Start of Passage

Joan On Sex has managed up till now and she is going no where. These three amazing true stories surround our daily lives and possible experiences. please read and learn and send in your comments. (firstname.lastname@example.org)
Thank you for trying to help us all with our sex lives and May God bless you for that. I am Mrs. Sade and have been married for 15 years to the best husband i could ever wish for. But in August last year, I caught my own husband trying to sleep with our son [9-years-old] in our house. Believe me Joan, I felt like killing him but I fainted at the sight of him behind Kevin, stack naked with his d**k hard. I have left his house with my kids but I am still in total shock. He’s been begging and apologizing saying he doesn't know why he did it. But it was last week that Kevin revealed that his dad had been sleeping with him for two years now. Please what should I do?
Dear Mrs. Sade,
I am as shocked as you are to hear your sad story. But first thing first, you need to get your son for a thorough medical check up at a good hospital. He will need therapy and psychological check, else he may end up being a gay.
Please don’t look at his differently, love him and give him the sex talk once you think he’s getting out of that mess his dad has put him in.
As for your husband, what he did was a crime by law. For me, he was raping your son and luring him into homosexuality which is unacceptable. In fact I am super shocked; he’s not behind bars by now. Have you reported him to the police? Why do you keep allowing him beside you and your kids. Did he say anything why he now has feeling for men and not you? I think he should be locked up and tried.

End of Passage
Start of Extracted data

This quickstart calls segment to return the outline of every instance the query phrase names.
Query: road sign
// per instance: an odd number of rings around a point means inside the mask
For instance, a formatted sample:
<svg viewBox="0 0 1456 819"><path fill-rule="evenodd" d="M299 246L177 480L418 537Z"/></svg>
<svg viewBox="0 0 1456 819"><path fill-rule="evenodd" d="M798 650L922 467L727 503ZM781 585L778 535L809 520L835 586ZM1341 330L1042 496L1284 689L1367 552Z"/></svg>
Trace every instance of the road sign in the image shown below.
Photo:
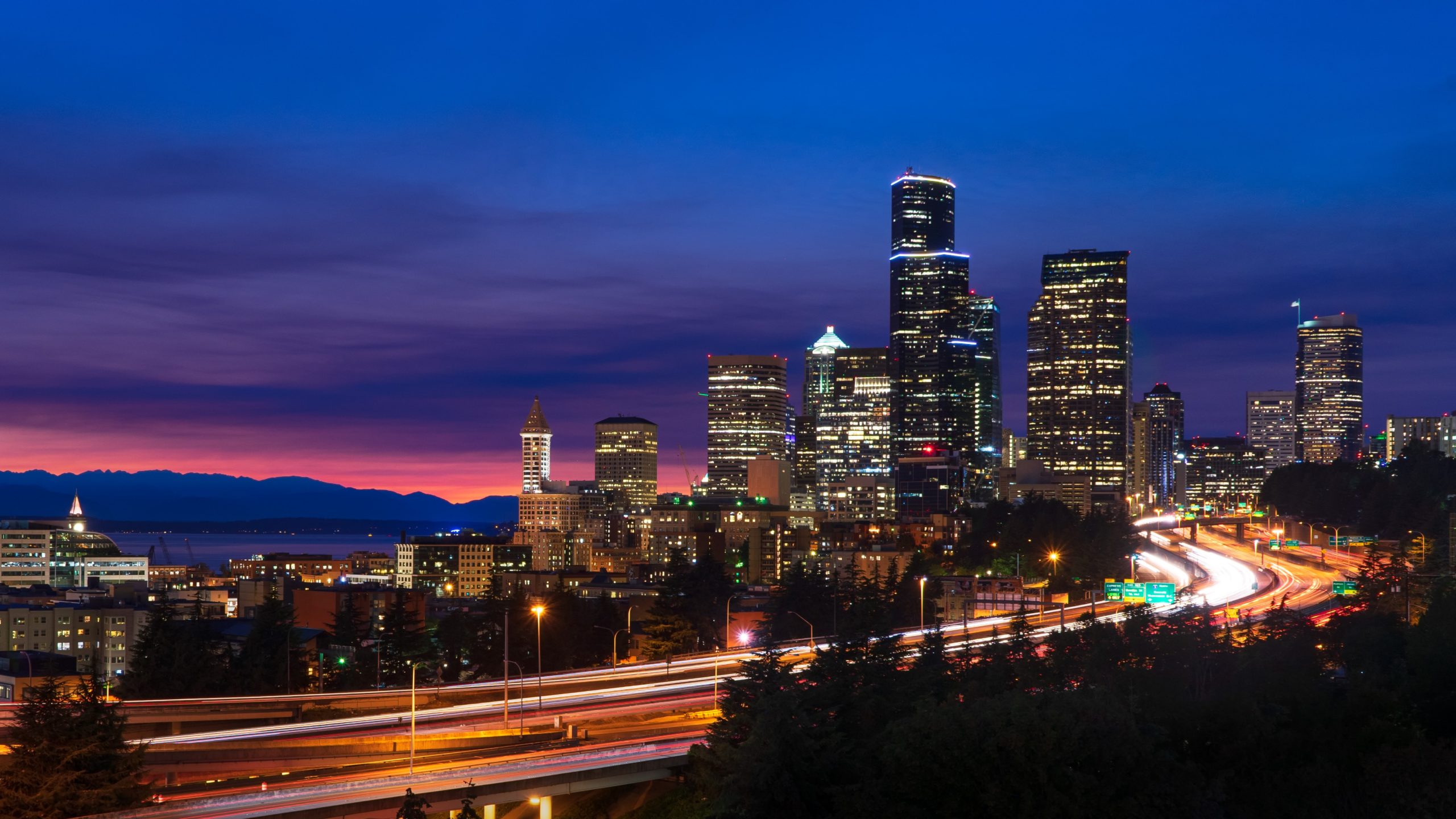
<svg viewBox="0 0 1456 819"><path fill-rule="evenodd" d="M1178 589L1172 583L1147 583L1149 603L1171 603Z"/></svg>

End of Extracted data
Start of Extracted data

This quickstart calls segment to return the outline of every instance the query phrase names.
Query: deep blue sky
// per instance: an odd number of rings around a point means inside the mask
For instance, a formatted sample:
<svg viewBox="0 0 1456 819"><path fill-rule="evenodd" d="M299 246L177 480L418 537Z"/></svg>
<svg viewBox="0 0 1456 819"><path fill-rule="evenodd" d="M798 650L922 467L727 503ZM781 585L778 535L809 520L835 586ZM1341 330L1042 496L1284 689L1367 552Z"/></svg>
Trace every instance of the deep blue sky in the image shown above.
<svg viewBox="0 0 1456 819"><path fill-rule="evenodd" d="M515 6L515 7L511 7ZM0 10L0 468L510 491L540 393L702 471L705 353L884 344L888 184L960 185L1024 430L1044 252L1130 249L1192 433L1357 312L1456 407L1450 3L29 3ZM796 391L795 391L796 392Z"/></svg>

End of Extracted data
Start of Extracted data

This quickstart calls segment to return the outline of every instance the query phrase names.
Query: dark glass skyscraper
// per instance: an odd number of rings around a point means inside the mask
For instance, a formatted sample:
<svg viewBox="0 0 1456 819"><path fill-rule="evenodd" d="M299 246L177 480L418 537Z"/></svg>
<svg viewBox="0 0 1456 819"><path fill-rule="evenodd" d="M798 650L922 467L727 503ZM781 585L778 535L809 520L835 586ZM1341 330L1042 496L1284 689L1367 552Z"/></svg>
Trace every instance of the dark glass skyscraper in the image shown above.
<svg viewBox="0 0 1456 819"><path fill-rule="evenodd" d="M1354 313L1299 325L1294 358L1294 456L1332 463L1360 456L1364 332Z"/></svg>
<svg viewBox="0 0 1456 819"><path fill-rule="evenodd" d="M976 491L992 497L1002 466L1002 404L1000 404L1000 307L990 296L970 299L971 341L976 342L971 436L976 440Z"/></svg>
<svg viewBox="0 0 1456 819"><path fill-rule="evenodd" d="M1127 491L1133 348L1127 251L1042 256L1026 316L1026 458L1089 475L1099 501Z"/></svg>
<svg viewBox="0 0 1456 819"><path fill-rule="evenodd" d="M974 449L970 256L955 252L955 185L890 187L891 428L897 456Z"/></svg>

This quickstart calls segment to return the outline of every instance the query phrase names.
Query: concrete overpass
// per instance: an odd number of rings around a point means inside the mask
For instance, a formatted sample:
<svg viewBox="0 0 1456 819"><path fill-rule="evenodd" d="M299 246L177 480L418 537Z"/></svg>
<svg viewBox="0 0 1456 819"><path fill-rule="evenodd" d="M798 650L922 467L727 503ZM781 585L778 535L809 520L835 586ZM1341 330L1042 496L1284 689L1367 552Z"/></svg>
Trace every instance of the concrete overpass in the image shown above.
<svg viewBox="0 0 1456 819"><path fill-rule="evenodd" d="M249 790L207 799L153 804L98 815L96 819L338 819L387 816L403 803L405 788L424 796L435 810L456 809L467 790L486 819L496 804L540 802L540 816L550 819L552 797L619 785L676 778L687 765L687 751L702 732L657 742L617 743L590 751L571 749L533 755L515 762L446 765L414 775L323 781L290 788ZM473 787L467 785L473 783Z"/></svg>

End of Extracted data

## Set of tasks
a. Translate this sentence from the advice column into Spanish: "As for your husband, what he did was a crime by law."
b. Copy out everything in the advice column from "Joan On Sex" down to "should I do?".
c. Write a continuation of the advice column that picks up after its final sentence.

## Answers by item
a. En cuanto a su esposo, lo que hizo fue un delito según la ley.

b.
Joan On Sex has managed up till now and she is going no where. These three amazing true stories surround our daily lives and possible experiences. please read and learn and send in your comments. (firstname.lastname@example.org)
Thank you for trying to help us all with our sex lives and May God bless you for that. I am Mrs. Sade and have been married for 15 years to the best husband i could ever wish for. But in August last year, I caught my own husband trying to sleep with our son [9-years-old] in our house. Believe me Joan, I felt like killing him but I fainted at the sight of him behind Kevin, stack naked with his d**k hard. I have left his house with my kids but I am still in total shock. He’s been begging and apologizing saying he doesn't know why he did it. But it was last week that Kevin revealed that his dad had been sleeping with him for two years now. Please what should I do?

c.
For yourself, you need to talk to a psychologist. Not because you are running mad but what you've heard and seen could easily send you to a mental clinic in future. It’s shocking, overwhelming and you feel angry. You may even be blaming yourself for not noticing the changes before now or questioning why your little boy didn't confine in you. You need to stop! It’s not the time. It’s good you've left your husband and it’s time to treat your son and yourself back to sanity. Work on that. Go see a counsellor.
Untill you do that, sweet heart, you may never recover from this horror. Talk to me again when you do ok. I’m very sorry.
Hello, I’m married with 2 kids but I’ve a problem. I don't have any feelings or whatsoever for my husband again. In fact, I usually find it so difficult to make love to him. What do I do?
I understand it’s hard to believe what you are feeling; doubting if it’s true or not. But this a common feeling among married people. After two lovely children and so many years spent together, you feel like the love has died.
Well, I will advise both of you should go for some help, therapy or counselling. The love has gone nowhere, believe me, it just needs a little resurrection. Why not you go back to those remarkable experiences both of you shared during courtship and/or even before children came to the picture? Why not try a private romantic vacation to someplace of your dream? Why not have those special dinner-for-two sessions with your best R&B songs playing in the background?
All these things renew love in marriages. Except you are saying you never loved him from the start. My great-grand-mother used to say, "you find the right one just once, not twice". So, if he was your Mr. Right, then make it work again instead of running.
Like I usually say communicate how you feel to him in a nice way and allow the both of you work it out for the sake of those beautiful kids. Trust me, you don’t want your children living with divorced parents. It’s very demoralizing.
Don’t leave until death do you part!
My boyfriend (aged 28) always brings up the topic of us having a baby soon. As soon as I try to go into detail in this conversation, he blocks totally. But it would be important for me to know how our everyday life would look like then. From my point of view, we don't have to rush things there but I would really like to know his idea about raising a child.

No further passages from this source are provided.